> _WORK REQUIRED_: Reproduce, word for word, the part of the items below that begins with the line containing "Outline the white apartment" and continues to the end of the items, with both ends included.

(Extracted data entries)

|---|

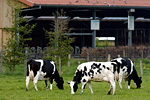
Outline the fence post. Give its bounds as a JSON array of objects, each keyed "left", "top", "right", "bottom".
[
  {"left": 107, "top": 54, "right": 110, "bottom": 61},
  {"left": 141, "top": 50, "right": 143, "bottom": 60},
  {"left": 68, "top": 54, "right": 71, "bottom": 67},
  {"left": 140, "top": 60, "right": 143, "bottom": 76},
  {"left": 87, "top": 48, "right": 90, "bottom": 61},
  {"left": 106, "top": 48, "right": 108, "bottom": 60},
  {"left": 0, "top": 51, "right": 3, "bottom": 73},
  {"left": 24, "top": 60, "right": 27, "bottom": 76},
  {"left": 59, "top": 57, "right": 61, "bottom": 75},
  {"left": 78, "top": 61, "right": 80, "bottom": 65},
  {"left": 123, "top": 49, "right": 126, "bottom": 57}
]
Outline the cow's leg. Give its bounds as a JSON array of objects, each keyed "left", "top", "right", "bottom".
[
  {"left": 107, "top": 84, "right": 112, "bottom": 95},
  {"left": 108, "top": 74, "right": 116, "bottom": 95},
  {"left": 88, "top": 82, "right": 94, "bottom": 94},
  {"left": 33, "top": 72, "right": 40, "bottom": 91},
  {"left": 134, "top": 83, "right": 137, "bottom": 88},
  {"left": 128, "top": 77, "right": 131, "bottom": 89},
  {"left": 124, "top": 79, "right": 127, "bottom": 89},
  {"left": 26, "top": 76, "right": 30, "bottom": 91},
  {"left": 45, "top": 80, "right": 48, "bottom": 90},
  {"left": 50, "top": 78, "right": 54, "bottom": 90},
  {"left": 81, "top": 79, "right": 87, "bottom": 94},
  {"left": 119, "top": 74, "right": 122, "bottom": 89}
]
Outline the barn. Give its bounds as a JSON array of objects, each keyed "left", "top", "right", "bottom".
[{"left": 0, "top": 0, "right": 150, "bottom": 49}]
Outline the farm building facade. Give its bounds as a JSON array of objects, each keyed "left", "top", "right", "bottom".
[{"left": 0, "top": 0, "right": 150, "bottom": 49}]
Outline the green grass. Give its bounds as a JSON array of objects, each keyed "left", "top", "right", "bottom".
[{"left": 0, "top": 60, "right": 150, "bottom": 100}]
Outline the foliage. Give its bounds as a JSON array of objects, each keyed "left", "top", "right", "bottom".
[
  {"left": 3, "top": 0, "right": 35, "bottom": 71},
  {"left": 0, "top": 59, "right": 150, "bottom": 100},
  {"left": 44, "top": 10, "right": 74, "bottom": 64}
]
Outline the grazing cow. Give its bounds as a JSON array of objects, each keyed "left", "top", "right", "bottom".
[
  {"left": 26, "top": 60, "right": 64, "bottom": 91},
  {"left": 111, "top": 58, "right": 142, "bottom": 89},
  {"left": 68, "top": 62, "right": 116, "bottom": 94}
]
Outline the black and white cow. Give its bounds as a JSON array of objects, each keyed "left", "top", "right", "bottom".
[
  {"left": 26, "top": 59, "right": 64, "bottom": 91},
  {"left": 111, "top": 58, "right": 142, "bottom": 89},
  {"left": 68, "top": 62, "right": 116, "bottom": 94}
]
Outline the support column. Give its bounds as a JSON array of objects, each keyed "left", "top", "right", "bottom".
[
  {"left": 92, "top": 10, "right": 96, "bottom": 48},
  {"left": 148, "top": 30, "right": 150, "bottom": 47},
  {"left": 128, "top": 9, "right": 135, "bottom": 46},
  {"left": 55, "top": 9, "right": 58, "bottom": 48},
  {"left": 128, "top": 30, "right": 132, "bottom": 46},
  {"left": 115, "top": 30, "right": 118, "bottom": 47}
]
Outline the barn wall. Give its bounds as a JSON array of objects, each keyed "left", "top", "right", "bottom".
[{"left": 0, "top": 0, "right": 28, "bottom": 50}]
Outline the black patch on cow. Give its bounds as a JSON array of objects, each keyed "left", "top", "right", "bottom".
[
  {"left": 42, "top": 60, "right": 56, "bottom": 78},
  {"left": 107, "top": 67, "right": 109, "bottom": 70},
  {"left": 97, "top": 68, "right": 102, "bottom": 74},
  {"left": 82, "top": 79, "right": 86, "bottom": 82},
  {"left": 103, "top": 65, "right": 106, "bottom": 69},
  {"left": 73, "top": 83, "right": 78, "bottom": 92},
  {"left": 122, "top": 68, "right": 125, "bottom": 71},
  {"left": 88, "top": 69, "right": 94, "bottom": 78},
  {"left": 73, "top": 69, "right": 83, "bottom": 84},
  {"left": 82, "top": 66, "right": 87, "bottom": 77},
  {"left": 91, "top": 63, "right": 101, "bottom": 69}
]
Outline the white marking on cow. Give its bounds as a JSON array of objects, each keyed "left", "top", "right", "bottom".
[
  {"left": 68, "top": 62, "right": 116, "bottom": 94},
  {"left": 50, "top": 61, "right": 56, "bottom": 74}
]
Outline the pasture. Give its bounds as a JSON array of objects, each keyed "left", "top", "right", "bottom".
[{"left": 0, "top": 59, "right": 150, "bottom": 100}]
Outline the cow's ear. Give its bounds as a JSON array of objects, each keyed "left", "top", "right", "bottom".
[{"left": 67, "top": 81, "right": 70, "bottom": 84}]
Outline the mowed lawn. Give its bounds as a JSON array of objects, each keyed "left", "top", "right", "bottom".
[{"left": 0, "top": 60, "right": 150, "bottom": 100}]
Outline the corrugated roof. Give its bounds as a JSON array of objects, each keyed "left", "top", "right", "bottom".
[{"left": 19, "top": 0, "right": 150, "bottom": 7}]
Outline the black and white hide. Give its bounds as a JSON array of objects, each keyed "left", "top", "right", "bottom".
[
  {"left": 26, "top": 59, "right": 64, "bottom": 91},
  {"left": 68, "top": 62, "right": 116, "bottom": 94},
  {"left": 111, "top": 58, "right": 142, "bottom": 89}
]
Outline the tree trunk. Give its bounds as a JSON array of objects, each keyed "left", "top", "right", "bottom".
[
  {"left": 9, "top": 66, "right": 12, "bottom": 72},
  {"left": 13, "top": 64, "right": 15, "bottom": 72}
]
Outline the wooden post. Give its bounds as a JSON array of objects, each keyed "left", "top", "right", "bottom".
[
  {"left": 106, "top": 48, "right": 108, "bottom": 60},
  {"left": 123, "top": 49, "right": 126, "bottom": 57},
  {"left": 68, "top": 54, "right": 71, "bottom": 67},
  {"left": 141, "top": 50, "right": 143, "bottom": 60},
  {"left": 107, "top": 54, "right": 110, "bottom": 61},
  {"left": 0, "top": 51, "right": 3, "bottom": 73},
  {"left": 140, "top": 60, "right": 143, "bottom": 76},
  {"left": 24, "top": 60, "right": 27, "bottom": 76},
  {"left": 78, "top": 61, "right": 80, "bottom": 65},
  {"left": 87, "top": 49, "right": 90, "bottom": 61},
  {"left": 59, "top": 57, "right": 61, "bottom": 75}
]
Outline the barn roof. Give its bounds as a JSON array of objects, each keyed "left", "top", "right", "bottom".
[{"left": 19, "top": 0, "right": 150, "bottom": 7}]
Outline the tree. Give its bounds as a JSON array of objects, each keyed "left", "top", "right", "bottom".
[
  {"left": 3, "top": 0, "right": 36, "bottom": 71},
  {"left": 44, "top": 10, "right": 74, "bottom": 74}
]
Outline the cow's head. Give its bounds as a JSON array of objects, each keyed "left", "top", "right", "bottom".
[
  {"left": 56, "top": 77, "right": 64, "bottom": 89},
  {"left": 67, "top": 81, "right": 78, "bottom": 94},
  {"left": 136, "top": 77, "right": 142, "bottom": 88}
]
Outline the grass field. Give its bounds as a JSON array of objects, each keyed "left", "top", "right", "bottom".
[{"left": 0, "top": 59, "right": 150, "bottom": 100}]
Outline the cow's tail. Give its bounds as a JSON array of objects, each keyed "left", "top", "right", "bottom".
[{"left": 28, "top": 64, "right": 34, "bottom": 81}]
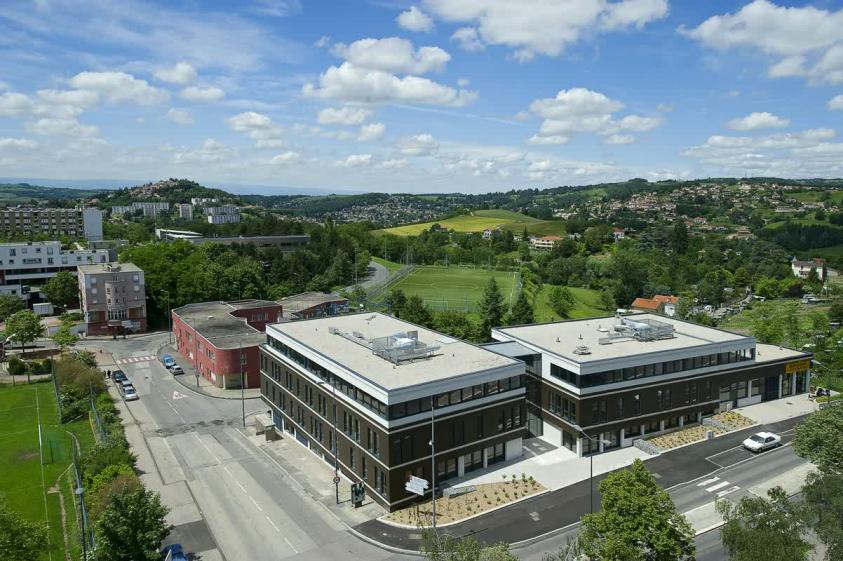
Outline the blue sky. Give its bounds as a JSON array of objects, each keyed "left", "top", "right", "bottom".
[{"left": 0, "top": 0, "right": 843, "bottom": 192}]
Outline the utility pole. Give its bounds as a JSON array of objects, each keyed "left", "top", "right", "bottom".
[
  {"left": 239, "top": 341, "right": 246, "bottom": 428},
  {"left": 430, "top": 396, "right": 436, "bottom": 532}
]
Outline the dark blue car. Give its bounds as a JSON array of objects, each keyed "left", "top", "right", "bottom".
[{"left": 162, "top": 543, "right": 187, "bottom": 561}]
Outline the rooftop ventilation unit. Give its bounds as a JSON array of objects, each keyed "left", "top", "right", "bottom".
[
  {"left": 328, "top": 327, "right": 440, "bottom": 364},
  {"left": 599, "top": 317, "right": 674, "bottom": 345}
]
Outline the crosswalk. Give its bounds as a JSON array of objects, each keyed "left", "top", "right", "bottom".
[
  {"left": 115, "top": 355, "right": 157, "bottom": 364},
  {"left": 697, "top": 477, "right": 740, "bottom": 499}
]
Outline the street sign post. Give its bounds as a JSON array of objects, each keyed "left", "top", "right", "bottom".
[{"left": 404, "top": 475, "right": 430, "bottom": 496}]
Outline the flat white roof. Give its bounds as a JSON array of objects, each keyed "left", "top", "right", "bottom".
[
  {"left": 493, "top": 313, "right": 755, "bottom": 364},
  {"left": 267, "top": 313, "right": 524, "bottom": 391}
]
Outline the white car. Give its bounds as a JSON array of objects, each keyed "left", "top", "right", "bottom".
[{"left": 743, "top": 432, "right": 782, "bottom": 452}]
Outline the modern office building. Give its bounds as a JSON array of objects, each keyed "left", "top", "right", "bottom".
[
  {"left": 77, "top": 263, "right": 146, "bottom": 336},
  {"left": 0, "top": 207, "right": 102, "bottom": 240},
  {"left": 172, "top": 300, "right": 281, "bottom": 389},
  {"left": 260, "top": 313, "right": 526, "bottom": 510},
  {"left": 486, "top": 314, "right": 812, "bottom": 455},
  {"left": 279, "top": 292, "right": 348, "bottom": 320},
  {"left": 0, "top": 241, "right": 111, "bottom": 300}
]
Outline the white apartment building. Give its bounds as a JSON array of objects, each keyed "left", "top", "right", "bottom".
[
  {"left": 0, "top": 207, "right": 102, "bottom": 241},
  {"left": 0, "top": 241, "right": 112, "bottom": 300}
]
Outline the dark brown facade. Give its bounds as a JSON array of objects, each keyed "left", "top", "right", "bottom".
[{"left": 261, "top": 348, "right": 527, "bottom": 510}]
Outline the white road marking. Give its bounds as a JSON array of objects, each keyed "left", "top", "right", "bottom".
[
  {"left": 697, "top": 477, "right": 720, "bottom": 487},
  {"left": 717, "top": 485, "right": 740, "bottom": 499},
  {"left": 284, "top": 538, "right": 299, "bottom": 553},
  {"left": 706, "top": 481, "right": 729, "bottom": 493},
  {"left": 264, "top": 514, "right": 281, "bottom": 534}
]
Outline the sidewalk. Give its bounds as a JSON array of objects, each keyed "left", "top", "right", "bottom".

|---|

> _ANSWER FOR THIS EXERCISE_:
Outline the white apartment building. Give its bounds as a JSON array of objects, each keyed "left", "top", "right", "bottom".
[
  {"left": 0, "top": 207, "right": 102, "bottom": 241},
  {"left": 0, "top": 241, "right": 112, "bottom": 300}
]
Outline the dark brown facade. Give its bounds as a JSON array of objects, each keyed "left", "top", "right", "bottom".
[{"left": 261, "top": 348, "right": 527, "bottom": 510}]
Outline the white road marking. Give its bounds as a JSON array of objects, each keyed "left", "top", "right", "bottom".
[
  {"left": 697, "top": 477, "right": 720, "bottom": 487},
  {"left": 717, "top": 485, "right": 740, "bottom": 499},
  {"left": 284, "top": 538, "right": 299, "bottom": 553},
  {"left": 706, "top": 481, "right": 729, "bottom": 493},
  {"left": 264, "top": 514, "right": 281, "bottom": 534}
]
Outline the sidewalk. Give its bounds as a JSON array of objects, each keyed "left", "top", "right", "bottom".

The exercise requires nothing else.